===== MATERIAL FOR THIS EXERCISE
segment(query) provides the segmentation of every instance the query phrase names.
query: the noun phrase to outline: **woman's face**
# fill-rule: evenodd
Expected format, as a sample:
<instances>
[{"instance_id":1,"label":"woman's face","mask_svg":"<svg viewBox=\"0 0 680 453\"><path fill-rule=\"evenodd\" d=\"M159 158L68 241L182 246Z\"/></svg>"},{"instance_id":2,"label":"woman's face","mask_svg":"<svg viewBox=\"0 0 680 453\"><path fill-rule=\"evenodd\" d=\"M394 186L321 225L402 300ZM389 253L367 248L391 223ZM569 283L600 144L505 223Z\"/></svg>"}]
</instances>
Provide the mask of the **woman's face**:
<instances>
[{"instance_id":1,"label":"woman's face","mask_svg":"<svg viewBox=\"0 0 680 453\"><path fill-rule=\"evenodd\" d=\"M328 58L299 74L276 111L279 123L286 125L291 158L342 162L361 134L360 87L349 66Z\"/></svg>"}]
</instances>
==========
:: GOAL OF THE EXERCISE ::
Count the lines in the items above that contain the string "query", treating case as significant. Give only the number.

:: RESULT FOR THIS EXERCISE ::
2